# [Wet Thumb Forum]-adding Fertilizers



## Quark (Apr 1, 2003)

alright, I just started my 55gal tank back on the DIY CO2 and turned back on an extra 2x40 watts florecents for a total of 4x40watts. I did this before on this tank and at first few days the tank bubbles like champange, but after a few weeks the plants start to slow down, and algae begins to grow, specially the green kind on the glass, and some thread algae. I believe the plants ran out of some nutrient and I want to add fertilizer, right now i only have florish, but thats trace only. So my question is can I make a reciepie of adding NPK for an all around for my tank? or is there anything comercially available thats not too expensive that I can add? I eventually want to add NPK seperately but i dont have any testkits that will tests for those.


----------



## Quark (Apr 1, 2003)

##############################

§ **WHAT IS REQUIRED**
Supply the next part of the aquarium fertilizer thread, starting right after its last line. The listing that comes next is separate material and has no connection to the aquarium fertilizer thread.

§ **RECORDED DATA**
##############################

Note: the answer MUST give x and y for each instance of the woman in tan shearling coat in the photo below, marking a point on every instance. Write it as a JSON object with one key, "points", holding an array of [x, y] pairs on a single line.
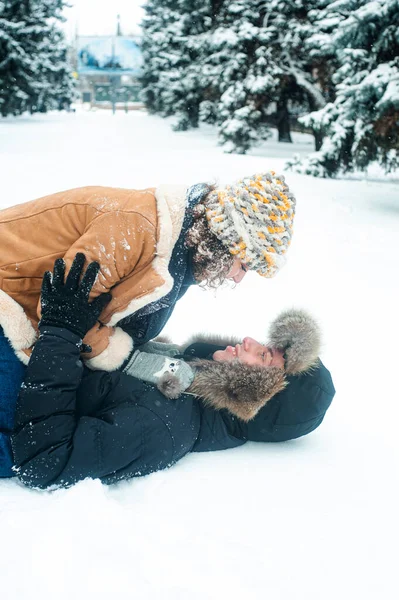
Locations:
{"points": [[151, 245]]}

##############################

§ **ANSWER FOR THE TASK**
alright, I just started my 55gal tank back on the DIY CO2 and turned back on an extra 2x40 watts florecents for a total of 4x40watts. I did this before on this tank and at first few days the tank bubbles like champange, but after a few weeks the plants start to slow down, and algae begins to grow, specially the green kind on the glass, and some thread algae. I believe the plants ran out of some nutrient and I want to add fertilizer, right now i only have florish, but thats trace only. So my question is can I make a reciepie of adding NPK for an all around for my tank? or is there anything comercially available thats not too expensive that I can add? I eventually want to add NPK seperately but i dont have any testkits that will tests for those.


----------



## IUnknown (Feb 24, 2004)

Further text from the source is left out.